Butir Tugas A ▸
Sebutkan jumlah baris dalam daftar yang memuat kata "positive". Jawab dengan angkanya saja.

**** Kutipan Dokumen ****

Menurut pendapat madzhab syafi’i dan
juga pendapat mayoritas ulama’ seorang muslim diharamkan mengucapkan salam bagi
orang kafir, berdasarkan hadits yang diriwayatkan oleh Abu Hurairrah
radhiyallahu ‘anhu, ia berkata, bahwasanya Rasulullah shallallahu ‘alaihi
wasallam bersabda:
لَا تَبْدَءُوا الْيَهُودَ وَلَا النَّصَارَى
بِالسَّلَامِ
“Janganlah
kalian memulai ucapan salam pada orang yahudi dan nasrani”. (Shahih Muslim,
no.2167).[1]
Sedangkan apabila orang kafir
mengucapkan salam pada orang muslim maka diwajibkan menjawabnya, namun dengan
hanya mengucapkan “wa’alaikum” (dan semoga bagi kalian). Hukum ini didasarkan
pada hadits yang diriwayatkan oleh Anas bin Malik, ia berkata, bahwasanya
Rasulullah shallallahu ‘alaihi wasalam bersabda:
إِذَا سَلَّمَ عَلَيْكُمْ أَهْلُ الْكِتَابِ
فَقُولُوا وَعَلَيْكُمْ
Apabila orang ahlu kitab mengucapkan
salam bagi kalian, maka jawablah “wa’alaikum”. (Shahih Bukhari, no.6258 dan
Shahih Muslim, no.2163).
Maksud dari
jawaban tersebut sesuai dengan tujuan orang kafir tersebut:
o
Apabila ia mengucapkan salam dengan maksud agar orang
islam tersebut mendapatkan keselamatan, maka maksud jawaban dari muslim
tersebut adalah “semoga orang kafir tersebut masuk islam”, sebab hanya dengan
masuk islam ia mendapatkan keselamatan.

**** Catatan Dataset ****

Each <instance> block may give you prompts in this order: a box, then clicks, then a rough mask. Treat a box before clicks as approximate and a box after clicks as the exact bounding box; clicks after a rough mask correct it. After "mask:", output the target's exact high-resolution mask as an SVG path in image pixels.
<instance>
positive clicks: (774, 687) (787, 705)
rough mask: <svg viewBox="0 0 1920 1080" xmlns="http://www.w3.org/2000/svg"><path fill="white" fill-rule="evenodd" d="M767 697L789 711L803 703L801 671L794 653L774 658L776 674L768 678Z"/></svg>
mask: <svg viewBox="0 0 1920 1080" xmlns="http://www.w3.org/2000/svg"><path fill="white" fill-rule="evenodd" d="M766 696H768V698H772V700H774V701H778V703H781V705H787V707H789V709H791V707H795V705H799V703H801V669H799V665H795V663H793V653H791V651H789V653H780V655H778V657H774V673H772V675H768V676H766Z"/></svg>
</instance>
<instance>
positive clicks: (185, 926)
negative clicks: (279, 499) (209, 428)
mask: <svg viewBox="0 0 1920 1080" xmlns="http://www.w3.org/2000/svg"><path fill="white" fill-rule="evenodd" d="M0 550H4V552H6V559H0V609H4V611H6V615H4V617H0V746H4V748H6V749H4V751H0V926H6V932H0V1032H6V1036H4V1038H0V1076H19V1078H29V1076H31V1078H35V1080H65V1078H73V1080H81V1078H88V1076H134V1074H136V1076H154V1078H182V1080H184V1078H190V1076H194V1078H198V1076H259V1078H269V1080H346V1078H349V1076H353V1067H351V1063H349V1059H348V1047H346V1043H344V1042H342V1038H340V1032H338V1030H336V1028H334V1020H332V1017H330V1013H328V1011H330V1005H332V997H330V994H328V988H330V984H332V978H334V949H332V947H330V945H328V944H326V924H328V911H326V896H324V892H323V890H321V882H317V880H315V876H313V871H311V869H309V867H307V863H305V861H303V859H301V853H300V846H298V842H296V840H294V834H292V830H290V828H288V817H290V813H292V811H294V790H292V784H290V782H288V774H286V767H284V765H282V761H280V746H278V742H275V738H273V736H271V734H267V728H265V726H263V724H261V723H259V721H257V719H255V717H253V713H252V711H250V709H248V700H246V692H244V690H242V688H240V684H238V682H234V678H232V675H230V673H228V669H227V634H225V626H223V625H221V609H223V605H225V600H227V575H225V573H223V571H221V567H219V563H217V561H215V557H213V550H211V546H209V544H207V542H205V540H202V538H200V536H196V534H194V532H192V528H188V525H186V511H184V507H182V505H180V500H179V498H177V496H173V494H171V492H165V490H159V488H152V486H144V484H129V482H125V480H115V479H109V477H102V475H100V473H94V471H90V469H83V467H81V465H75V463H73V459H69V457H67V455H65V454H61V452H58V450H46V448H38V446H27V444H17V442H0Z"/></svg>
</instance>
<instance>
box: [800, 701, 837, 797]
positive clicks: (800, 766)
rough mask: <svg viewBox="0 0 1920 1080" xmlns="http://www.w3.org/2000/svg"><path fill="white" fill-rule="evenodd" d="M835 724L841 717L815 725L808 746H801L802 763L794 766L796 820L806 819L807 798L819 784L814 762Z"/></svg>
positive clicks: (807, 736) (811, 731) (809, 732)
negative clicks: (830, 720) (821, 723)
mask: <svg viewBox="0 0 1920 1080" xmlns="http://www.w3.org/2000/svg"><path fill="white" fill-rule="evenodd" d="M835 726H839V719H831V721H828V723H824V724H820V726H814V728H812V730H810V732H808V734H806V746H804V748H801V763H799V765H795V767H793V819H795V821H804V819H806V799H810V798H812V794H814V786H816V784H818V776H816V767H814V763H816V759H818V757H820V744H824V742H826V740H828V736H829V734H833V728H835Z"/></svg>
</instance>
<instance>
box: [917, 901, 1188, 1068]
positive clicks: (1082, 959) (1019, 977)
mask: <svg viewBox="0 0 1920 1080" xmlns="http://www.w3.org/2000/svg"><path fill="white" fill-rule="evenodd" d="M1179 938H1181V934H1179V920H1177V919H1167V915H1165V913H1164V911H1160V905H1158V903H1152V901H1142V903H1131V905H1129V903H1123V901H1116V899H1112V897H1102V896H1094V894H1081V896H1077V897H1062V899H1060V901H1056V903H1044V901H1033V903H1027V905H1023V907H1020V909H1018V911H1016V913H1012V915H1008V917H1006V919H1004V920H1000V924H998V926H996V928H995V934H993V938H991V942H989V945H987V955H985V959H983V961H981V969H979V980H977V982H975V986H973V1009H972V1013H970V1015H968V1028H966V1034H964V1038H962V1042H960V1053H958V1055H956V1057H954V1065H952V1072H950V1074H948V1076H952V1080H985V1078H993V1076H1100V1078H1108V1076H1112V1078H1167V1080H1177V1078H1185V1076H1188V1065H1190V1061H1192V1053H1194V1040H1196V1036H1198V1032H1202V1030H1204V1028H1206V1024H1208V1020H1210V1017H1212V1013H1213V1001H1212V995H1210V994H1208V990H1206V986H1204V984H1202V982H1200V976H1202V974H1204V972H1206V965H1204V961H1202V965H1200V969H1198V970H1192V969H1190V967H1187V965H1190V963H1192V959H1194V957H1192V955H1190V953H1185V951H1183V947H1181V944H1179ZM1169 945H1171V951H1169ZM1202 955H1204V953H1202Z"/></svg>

****

Butir Tugas B ▸
Menurut kutipan dokumen, dengan ucapan apa seorang muslim menjawab salam dari orang kafir?

Jawaban Tugas A ▸
5

Jawaban Tugas B ▸
Dengan hanya mengucapkan “wa’alaikum” (dan semoga bagi kalian).